**TASK OBJECTIVE:**
Pull every line from the records that has the word "surface" in it.

** Opening ENTRIES PROVIDED block **

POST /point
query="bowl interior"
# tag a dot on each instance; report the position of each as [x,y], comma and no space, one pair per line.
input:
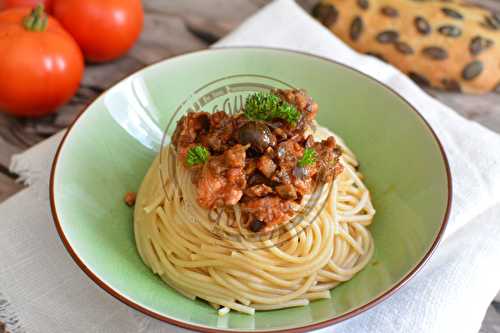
[109,149]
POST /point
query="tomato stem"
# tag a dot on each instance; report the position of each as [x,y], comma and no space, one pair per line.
[36,20]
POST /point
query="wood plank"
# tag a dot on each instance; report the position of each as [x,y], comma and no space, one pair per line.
[8,187]
[175,27]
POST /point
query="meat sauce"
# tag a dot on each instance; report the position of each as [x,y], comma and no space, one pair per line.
[265,166]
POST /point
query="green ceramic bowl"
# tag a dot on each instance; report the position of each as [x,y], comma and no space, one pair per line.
[109,148]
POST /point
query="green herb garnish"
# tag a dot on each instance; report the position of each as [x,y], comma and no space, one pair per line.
[197,155]
[267,106]
[309,157]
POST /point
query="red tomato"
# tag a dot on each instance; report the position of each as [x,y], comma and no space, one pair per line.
[25,3]
[40,64]
[104,29]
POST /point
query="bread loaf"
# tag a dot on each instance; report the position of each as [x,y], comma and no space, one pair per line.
[444,44]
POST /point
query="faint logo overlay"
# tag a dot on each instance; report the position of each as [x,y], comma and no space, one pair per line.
[229,94]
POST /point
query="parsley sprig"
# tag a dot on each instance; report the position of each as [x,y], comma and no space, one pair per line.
[197,155]
[267,106]
[309,157]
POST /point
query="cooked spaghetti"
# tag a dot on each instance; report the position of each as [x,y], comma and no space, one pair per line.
[232,264]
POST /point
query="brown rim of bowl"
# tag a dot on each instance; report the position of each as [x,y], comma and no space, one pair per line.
[324,323]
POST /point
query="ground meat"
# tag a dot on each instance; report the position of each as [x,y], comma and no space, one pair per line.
[286,191]
[221,130]
[222,179]
[269,209]
[266,165]
[260,190]
[257,163]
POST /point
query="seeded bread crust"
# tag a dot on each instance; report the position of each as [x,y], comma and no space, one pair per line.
[443,44]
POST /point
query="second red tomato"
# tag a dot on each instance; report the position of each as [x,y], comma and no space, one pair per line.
[25,3]
[104,29]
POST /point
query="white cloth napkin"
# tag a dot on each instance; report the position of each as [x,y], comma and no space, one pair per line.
[48,293]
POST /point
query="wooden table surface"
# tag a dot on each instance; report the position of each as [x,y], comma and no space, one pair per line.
[174,27]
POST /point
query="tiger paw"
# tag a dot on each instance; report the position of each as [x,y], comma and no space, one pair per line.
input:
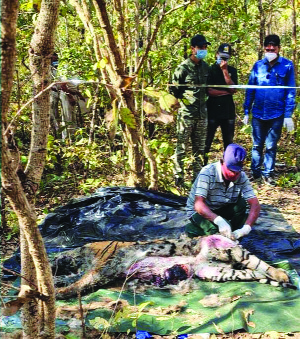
[278,274]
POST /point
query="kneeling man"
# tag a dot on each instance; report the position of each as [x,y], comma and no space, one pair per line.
[218,199]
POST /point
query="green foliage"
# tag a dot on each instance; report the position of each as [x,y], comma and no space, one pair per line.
[289,180]
[127,117]
[12,224]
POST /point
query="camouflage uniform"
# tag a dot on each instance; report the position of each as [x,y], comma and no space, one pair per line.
[192,114]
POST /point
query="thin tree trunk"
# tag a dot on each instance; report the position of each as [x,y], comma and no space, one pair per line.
[261,28]
[40,52]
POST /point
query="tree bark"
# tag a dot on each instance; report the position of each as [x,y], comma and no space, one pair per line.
[40,52]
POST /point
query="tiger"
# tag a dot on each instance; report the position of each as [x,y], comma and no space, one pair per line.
[164,263]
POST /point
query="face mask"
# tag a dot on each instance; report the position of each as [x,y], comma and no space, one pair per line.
[218,61]
[201,53]
[271,56]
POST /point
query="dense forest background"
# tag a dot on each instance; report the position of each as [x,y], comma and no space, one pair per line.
[92,108]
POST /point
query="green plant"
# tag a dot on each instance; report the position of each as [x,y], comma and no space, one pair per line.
[289,180]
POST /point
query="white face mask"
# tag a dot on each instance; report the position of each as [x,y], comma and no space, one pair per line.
[270,56]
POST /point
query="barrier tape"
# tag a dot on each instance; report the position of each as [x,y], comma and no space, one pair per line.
[78,82]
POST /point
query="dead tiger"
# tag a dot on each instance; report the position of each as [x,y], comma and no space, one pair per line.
[166,262]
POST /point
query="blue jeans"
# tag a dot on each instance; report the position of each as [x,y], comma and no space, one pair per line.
[265,132]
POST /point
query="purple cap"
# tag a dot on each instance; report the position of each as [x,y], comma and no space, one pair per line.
[234,157]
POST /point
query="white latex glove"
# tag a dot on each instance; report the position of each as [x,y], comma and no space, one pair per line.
[242,231]
[288,124]
[224,227]
[246,119]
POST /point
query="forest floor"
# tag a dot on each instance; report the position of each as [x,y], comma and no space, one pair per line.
[283,197]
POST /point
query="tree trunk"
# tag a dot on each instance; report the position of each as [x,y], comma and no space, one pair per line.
[261,28]
[40,52]
[38,320]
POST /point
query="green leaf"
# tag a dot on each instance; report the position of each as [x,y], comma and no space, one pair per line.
[99,323]
[127,117]
[152,92]
[103,63]
[148,107]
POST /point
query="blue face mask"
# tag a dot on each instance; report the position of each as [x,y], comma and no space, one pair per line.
[218,61]
[201,53]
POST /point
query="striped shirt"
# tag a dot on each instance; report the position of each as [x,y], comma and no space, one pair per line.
[211,186]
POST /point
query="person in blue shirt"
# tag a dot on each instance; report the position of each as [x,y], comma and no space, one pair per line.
[271,108]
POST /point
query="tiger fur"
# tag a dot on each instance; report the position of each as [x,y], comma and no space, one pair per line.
[164,262]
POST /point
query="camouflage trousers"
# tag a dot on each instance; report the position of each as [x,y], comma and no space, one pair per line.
[194,131]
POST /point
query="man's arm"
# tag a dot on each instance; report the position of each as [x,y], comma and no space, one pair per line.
[179,77]
[214,92]
[254,211]
[290,102]
[202,208]
[252,217]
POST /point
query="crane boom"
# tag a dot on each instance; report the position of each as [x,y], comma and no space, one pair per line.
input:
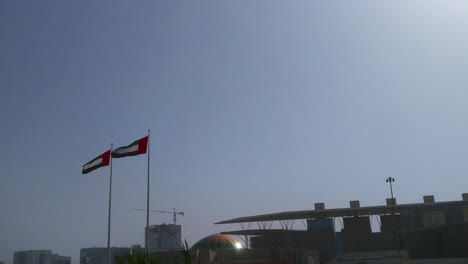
[175,213]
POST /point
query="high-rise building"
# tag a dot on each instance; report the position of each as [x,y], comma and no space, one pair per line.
[33,257]
[164,238]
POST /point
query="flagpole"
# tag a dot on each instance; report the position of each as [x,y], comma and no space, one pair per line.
[147,200]
[110,203]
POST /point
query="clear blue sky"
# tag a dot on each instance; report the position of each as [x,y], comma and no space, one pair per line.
[254,107]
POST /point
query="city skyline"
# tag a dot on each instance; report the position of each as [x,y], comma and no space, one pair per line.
[254,107]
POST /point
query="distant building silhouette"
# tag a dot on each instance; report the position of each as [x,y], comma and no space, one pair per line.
[56,259]
[39,257]
[99,255]
[164,238]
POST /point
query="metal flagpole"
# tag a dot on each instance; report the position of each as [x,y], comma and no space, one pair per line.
[147,199]
[110,203]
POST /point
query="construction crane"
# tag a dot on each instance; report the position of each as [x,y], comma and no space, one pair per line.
[175,213]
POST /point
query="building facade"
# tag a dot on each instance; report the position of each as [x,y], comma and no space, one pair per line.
[99,255]
[56,259]
[33,257]
[164,238]
[39,257]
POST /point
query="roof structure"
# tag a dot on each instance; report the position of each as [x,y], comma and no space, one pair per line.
[342,212]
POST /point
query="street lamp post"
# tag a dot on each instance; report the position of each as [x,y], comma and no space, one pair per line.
[390,180]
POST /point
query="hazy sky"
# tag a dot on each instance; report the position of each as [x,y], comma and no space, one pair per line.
[254,107]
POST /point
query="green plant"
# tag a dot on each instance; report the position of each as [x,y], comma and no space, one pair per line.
[135,256]
[139,256]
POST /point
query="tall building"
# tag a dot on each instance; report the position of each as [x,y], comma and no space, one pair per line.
[99,255]
[164,238]
[33,257]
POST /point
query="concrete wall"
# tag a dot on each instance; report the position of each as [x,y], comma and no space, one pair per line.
[371,257]
[436,261]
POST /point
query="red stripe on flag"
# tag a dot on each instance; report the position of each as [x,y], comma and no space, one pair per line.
[105,158]
[142,145]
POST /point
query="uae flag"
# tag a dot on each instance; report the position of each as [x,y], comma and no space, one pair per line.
[98,162]
[136,148]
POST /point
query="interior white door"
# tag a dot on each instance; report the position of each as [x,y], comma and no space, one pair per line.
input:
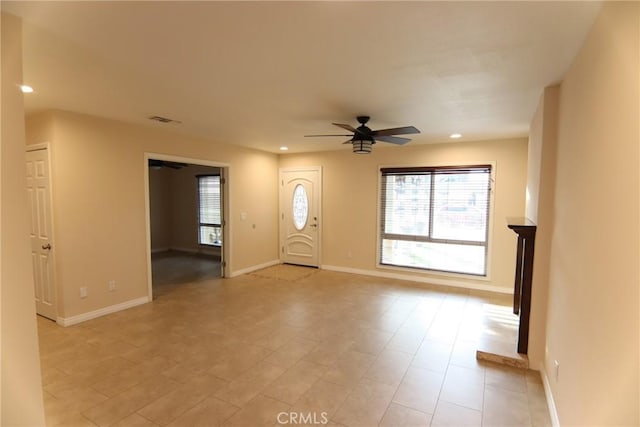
[300,196]
[38,191]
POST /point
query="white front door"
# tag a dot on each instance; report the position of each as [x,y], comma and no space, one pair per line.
[40,232]
[300,198]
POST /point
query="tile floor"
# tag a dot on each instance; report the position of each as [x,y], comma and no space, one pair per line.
[327,349]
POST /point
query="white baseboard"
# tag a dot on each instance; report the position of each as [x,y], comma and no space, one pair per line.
[411,278]
[553,411]
[254,268]
[79,318]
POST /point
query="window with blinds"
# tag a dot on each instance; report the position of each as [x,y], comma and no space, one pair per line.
[435,218]
[209,210]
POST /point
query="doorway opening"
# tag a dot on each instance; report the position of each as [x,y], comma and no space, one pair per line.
[186,206]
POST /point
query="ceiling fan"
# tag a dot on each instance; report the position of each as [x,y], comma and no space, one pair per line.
[363,138]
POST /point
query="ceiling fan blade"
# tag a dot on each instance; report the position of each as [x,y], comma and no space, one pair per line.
[313,136]
[395,131]
[392,139]
[345,127]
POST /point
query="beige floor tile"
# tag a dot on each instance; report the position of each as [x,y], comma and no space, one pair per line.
[365,405]
[261,411]
[349,368]
[371,341]
[290,353]
[250,384]
[173,404]
[464,387]
[401,416]
[406,341]
[239,361]
[433,355]
[322,397]
[327,352]
[464,354]
[294,382]
[505,408]
[389,367]
[211,412]
[419,389]
[241,350]
[135,420]
[450,415]
[126,403]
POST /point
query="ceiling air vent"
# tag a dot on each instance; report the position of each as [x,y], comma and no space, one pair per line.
[163,119]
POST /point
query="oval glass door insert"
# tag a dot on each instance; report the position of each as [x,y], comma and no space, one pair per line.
[300,207]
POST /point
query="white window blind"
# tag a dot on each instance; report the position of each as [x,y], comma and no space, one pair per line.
[209,210]
[435,218]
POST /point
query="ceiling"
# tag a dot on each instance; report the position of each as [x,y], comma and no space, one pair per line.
[264,74]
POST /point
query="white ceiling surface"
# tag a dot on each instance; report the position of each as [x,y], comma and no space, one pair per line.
[263,74]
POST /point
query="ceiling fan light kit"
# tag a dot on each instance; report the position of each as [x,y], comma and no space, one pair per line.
[363,138]
[362,147]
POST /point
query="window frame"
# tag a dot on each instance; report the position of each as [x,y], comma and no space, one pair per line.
[205,224]
[381,235]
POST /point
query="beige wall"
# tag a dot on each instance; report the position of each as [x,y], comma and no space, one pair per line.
[98,170]
[21,392]
[540,200]
[350,200]
[593,278]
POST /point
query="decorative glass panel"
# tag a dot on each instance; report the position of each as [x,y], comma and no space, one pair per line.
[300,207]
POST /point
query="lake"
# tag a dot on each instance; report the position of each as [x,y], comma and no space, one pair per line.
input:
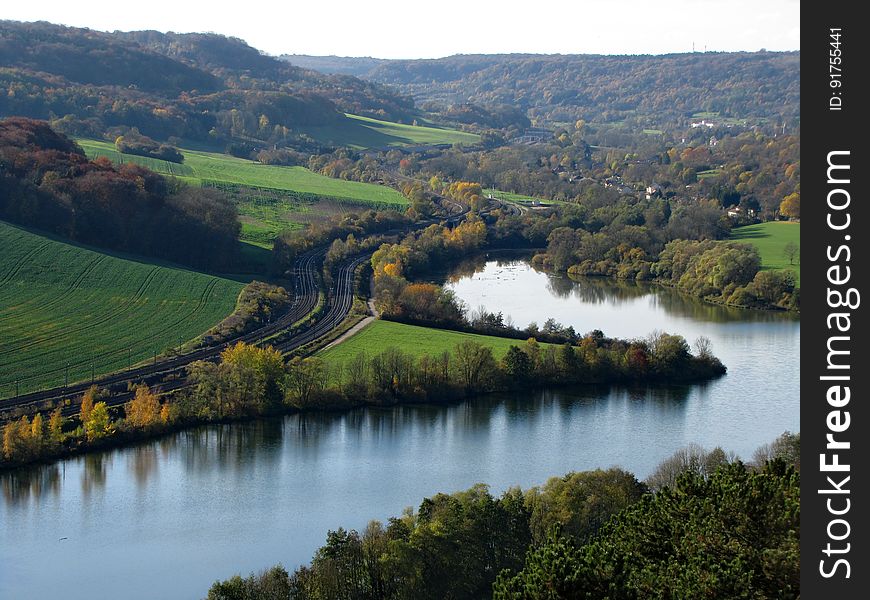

** Closing ENTRIES PROVIDED block **

**EXPECTED ANSWER:**
query="wooden table surface"
query="white ceiling surface"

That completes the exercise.